Start of Excerpt

Universities of Cambridge & Makerere: Maternal health

Universities of Cambridge & Makerere: Maternal health

With researchers at the Universities of Cambridge and Makerere, Africa’s Voices sought to understand socio-cultural beliefs about complications during pregnancy in Kampala, Uganda.

There is no bigger disparity for any health care outcome between African and high-income countries than the morbidity and mortality of mothers and their babies. In Uganda, at least 16 women die every day due to complications of pregnancy and at delivery.

Action to reduce these rates has been largely restricted to the fields of medicine and public health. At the same time, there is a spectrum of challenging social and cultural factors that are an inescapable context within which maternal mortality occurs. However, the challenge has been to design research methods that effectively engage hard-to-reach populations, are replicable and scalable and which provide valid empirical socio-cultural evidence.


We used methods grounded in African social realities, opted for low-tech but widely used communications channels, and worked with local languages and natural forms of expression.

Over four weeks, three Luganda radio stations in Kampala broadcast weekly interactive shows that included a testimonial from a woman who had experienced pre-eclampsia, and a related question for the audience to respond to. Listeners could participate by sending a free text message to Africa’s Voices SMS platform. Some messages were read live on air. Participants received an SMS survey in reply that asked for their demographics and a topic-related question.

End of Excerpt
Start of Information given

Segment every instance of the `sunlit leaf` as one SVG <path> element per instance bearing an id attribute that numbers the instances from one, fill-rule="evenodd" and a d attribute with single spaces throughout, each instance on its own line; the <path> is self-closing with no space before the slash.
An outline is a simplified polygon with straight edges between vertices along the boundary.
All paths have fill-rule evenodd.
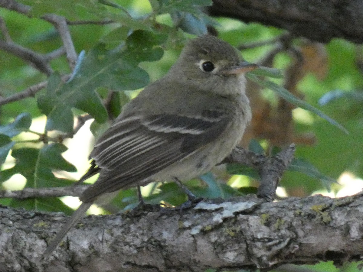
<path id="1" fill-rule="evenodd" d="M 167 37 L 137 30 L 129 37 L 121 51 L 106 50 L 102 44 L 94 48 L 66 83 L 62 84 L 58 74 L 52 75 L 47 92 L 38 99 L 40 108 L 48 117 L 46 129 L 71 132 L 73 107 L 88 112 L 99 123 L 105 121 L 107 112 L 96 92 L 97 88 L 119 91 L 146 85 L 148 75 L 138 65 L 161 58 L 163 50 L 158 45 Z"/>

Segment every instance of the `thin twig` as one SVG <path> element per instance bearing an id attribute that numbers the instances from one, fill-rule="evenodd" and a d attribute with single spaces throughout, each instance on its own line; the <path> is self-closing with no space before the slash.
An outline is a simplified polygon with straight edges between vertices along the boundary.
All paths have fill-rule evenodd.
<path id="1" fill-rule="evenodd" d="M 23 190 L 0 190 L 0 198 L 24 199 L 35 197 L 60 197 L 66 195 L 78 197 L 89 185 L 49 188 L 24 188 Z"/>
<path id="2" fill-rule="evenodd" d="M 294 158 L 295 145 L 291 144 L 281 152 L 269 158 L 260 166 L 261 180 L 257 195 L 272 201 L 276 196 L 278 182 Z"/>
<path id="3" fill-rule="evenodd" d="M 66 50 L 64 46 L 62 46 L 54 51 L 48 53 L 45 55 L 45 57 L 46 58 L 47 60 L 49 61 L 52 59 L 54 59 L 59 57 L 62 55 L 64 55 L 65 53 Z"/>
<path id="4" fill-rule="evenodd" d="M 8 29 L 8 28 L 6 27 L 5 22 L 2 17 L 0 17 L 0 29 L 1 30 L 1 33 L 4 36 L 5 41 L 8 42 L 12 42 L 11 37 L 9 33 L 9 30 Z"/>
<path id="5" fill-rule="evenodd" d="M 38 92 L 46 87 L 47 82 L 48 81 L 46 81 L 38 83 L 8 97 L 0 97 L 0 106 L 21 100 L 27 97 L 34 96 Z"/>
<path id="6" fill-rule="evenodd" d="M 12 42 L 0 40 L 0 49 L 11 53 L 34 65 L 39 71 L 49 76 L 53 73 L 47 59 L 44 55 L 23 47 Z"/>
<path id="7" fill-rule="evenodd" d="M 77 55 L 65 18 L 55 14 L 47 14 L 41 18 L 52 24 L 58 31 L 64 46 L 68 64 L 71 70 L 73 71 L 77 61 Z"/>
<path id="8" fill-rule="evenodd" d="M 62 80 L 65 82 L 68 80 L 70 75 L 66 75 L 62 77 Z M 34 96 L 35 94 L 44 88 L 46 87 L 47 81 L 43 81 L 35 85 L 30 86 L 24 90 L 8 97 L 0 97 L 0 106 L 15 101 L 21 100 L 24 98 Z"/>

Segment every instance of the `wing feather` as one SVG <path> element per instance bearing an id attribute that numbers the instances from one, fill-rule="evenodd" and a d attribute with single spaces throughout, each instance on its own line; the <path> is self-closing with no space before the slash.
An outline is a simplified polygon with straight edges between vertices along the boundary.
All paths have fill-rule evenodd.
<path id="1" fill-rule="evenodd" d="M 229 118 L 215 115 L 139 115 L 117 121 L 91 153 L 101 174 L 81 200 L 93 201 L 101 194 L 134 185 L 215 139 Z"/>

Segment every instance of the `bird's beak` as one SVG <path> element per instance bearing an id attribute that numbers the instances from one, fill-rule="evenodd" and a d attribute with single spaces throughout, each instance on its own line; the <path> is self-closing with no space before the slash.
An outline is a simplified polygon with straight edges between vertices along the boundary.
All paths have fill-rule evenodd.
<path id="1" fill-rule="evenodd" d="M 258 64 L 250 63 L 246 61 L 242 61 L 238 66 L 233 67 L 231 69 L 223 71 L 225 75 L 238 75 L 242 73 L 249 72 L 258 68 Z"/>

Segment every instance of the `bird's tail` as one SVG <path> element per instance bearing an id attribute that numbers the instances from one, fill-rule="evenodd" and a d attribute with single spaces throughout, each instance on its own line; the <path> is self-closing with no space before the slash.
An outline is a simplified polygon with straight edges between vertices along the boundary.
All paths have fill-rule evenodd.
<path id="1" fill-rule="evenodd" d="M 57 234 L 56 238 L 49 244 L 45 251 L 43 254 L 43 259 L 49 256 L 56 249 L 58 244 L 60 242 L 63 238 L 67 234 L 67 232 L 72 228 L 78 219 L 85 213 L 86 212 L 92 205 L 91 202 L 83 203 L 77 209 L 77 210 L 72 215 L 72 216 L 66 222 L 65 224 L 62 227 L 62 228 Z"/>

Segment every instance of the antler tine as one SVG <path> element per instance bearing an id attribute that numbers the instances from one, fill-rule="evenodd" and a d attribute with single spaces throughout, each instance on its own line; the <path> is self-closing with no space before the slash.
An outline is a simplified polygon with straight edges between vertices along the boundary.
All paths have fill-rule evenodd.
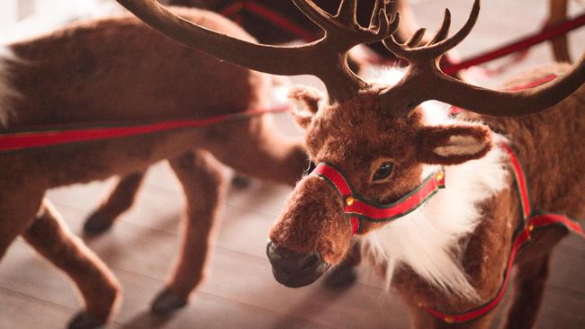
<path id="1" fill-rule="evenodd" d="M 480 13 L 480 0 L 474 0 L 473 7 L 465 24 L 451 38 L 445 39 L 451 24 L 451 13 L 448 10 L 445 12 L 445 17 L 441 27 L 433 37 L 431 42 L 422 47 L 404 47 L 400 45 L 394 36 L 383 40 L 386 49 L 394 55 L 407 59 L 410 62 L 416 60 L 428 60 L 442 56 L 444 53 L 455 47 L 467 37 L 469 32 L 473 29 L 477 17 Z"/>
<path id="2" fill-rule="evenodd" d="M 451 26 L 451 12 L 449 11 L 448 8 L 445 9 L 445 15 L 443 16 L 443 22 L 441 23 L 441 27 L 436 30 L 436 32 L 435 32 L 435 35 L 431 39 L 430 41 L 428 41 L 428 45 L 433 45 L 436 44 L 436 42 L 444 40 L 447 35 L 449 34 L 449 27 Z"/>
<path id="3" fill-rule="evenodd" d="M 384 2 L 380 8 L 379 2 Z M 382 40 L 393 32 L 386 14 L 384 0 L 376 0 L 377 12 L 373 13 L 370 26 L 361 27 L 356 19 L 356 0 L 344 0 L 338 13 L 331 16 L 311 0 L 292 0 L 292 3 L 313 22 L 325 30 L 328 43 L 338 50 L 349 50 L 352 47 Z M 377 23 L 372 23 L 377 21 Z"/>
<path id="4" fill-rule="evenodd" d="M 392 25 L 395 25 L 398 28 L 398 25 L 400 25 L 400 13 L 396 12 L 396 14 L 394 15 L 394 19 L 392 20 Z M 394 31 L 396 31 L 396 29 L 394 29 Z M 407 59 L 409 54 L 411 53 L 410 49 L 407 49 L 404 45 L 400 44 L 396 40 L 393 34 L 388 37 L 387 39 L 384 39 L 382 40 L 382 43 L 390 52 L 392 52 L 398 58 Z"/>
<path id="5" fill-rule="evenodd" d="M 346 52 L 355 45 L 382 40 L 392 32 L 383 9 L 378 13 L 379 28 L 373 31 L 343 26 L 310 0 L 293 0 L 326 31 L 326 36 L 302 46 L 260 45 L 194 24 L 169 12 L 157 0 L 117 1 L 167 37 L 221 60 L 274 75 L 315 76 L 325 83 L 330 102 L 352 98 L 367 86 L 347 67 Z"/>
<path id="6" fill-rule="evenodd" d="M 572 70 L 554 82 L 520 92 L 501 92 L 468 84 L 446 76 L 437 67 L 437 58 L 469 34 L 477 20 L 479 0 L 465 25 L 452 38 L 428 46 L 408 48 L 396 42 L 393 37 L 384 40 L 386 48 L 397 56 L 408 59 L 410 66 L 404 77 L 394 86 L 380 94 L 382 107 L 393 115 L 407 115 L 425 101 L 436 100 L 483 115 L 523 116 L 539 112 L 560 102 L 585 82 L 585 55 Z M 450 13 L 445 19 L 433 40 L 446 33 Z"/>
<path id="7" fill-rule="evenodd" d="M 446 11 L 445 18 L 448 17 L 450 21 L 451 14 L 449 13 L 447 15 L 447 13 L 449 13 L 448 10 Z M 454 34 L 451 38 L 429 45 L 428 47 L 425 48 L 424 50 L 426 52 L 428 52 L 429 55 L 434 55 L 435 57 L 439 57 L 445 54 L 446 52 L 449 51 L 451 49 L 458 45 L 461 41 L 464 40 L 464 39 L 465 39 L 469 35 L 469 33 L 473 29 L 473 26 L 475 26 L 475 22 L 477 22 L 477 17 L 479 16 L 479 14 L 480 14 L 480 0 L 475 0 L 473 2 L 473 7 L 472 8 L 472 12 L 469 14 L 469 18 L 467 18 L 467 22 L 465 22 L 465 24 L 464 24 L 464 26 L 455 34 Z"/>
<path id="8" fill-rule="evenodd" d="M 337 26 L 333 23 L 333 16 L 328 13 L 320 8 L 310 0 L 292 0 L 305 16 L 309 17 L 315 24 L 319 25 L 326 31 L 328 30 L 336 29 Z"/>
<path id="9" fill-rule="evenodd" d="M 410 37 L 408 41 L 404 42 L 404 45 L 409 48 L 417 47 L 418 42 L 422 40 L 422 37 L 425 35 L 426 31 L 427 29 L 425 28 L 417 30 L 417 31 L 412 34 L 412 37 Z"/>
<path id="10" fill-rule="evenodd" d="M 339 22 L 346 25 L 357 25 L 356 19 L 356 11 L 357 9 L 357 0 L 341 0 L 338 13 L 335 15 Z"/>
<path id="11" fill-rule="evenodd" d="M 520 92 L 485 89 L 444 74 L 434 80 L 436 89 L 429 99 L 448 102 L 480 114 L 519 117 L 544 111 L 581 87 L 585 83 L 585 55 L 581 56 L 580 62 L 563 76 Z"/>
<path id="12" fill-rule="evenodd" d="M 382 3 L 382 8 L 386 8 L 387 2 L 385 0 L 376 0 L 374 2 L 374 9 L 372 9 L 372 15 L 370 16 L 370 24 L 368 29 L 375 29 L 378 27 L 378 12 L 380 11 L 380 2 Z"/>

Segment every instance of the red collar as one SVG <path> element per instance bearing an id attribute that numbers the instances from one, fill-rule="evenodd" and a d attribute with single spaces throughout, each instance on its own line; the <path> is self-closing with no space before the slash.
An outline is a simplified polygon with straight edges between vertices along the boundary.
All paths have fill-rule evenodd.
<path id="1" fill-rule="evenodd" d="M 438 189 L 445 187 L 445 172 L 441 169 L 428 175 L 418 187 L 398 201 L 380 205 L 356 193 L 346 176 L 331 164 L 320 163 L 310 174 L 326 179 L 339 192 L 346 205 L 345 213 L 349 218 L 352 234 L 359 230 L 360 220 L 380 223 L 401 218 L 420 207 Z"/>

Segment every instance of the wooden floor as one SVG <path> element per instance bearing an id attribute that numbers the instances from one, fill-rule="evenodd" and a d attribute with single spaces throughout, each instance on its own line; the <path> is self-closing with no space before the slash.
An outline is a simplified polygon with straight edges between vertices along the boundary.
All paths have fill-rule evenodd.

End of Information given

■ Tasks to perform
1 - Rewrite the passage of the maternal health text from "We used methods" up to and including "a topic-related question.", putting "low-cost" in place of "low-tech".
2 - Carry on the maternal health research text from where it stops.

■ Answers for the exercise
1 -
We used methods grounded in African social realities, opted for low-cost but widely used communications channels, and worked with local languages and natural forms of expression.

Over four weeks, three Luganda radio stations in Kampala broadcast weekly interactive shows that included a testimonial from a woman who had experienced pre-eclampsia, and a related question for the audience to respond to. Listeners could participate by sending a free text message to Africa’s Voices SMS platform. Some messages were read live on air. Participants received an SMS survey in reply that asked for their demographics and a topic-related question.

2 -
We gained 4462 SMS during the one-month study from over 2000 people. 49.6% of participants were women [Uganda population=51.2%] and 56.3% of participants were 20-29 years [Uganda population=29.0%]. Most messages were in Luganda, and some in English, requiring an innovative approach to analysis that combined in-depth qualitative techniques with large-scale automated analysis.


Our analysis of the SMS data revealed a range of insights into what beliefs influence pregnant women’s decision to seek maternal health services.

For example, we identified gender variations in perception of internal causes (related to biology or supposedly dispositional traits of the mother) vs external causes (linked to low quality of health care, lack of support from husband of complications during pregnancy). Men tend to perceive internal causes, women more. In turn, men tend to perceive themselves and their partners as not at risk, and that complications are more likely to happen to women other than their partner.


Project team: Dr. Claudia Abreu Lopes (research lead), Rainbow Wilcox (project manager), Grace Kentaro (research assistant), Giles Barton-Owen (data analyst), Dr. Sharath Srinivasan (director) and Meddie Baliddawa (translator).

Research collaborators: Prof. Ashley Moffett, Dr. Annettee Nakimuli, Prof. Grace Kyomuhendo, and Dr. Gabriel Recchia.

During the month-long series of radio programmes we received over 4000 text messages! The first phase of analysis looked at the quantitative data collected: numbers of participants, their location, age and gender. Below is the results from this initial analysis for radio station CBS FM. A similar infographic was provided for each station that took part to thank them for their involvement and so they can share results with their audiences.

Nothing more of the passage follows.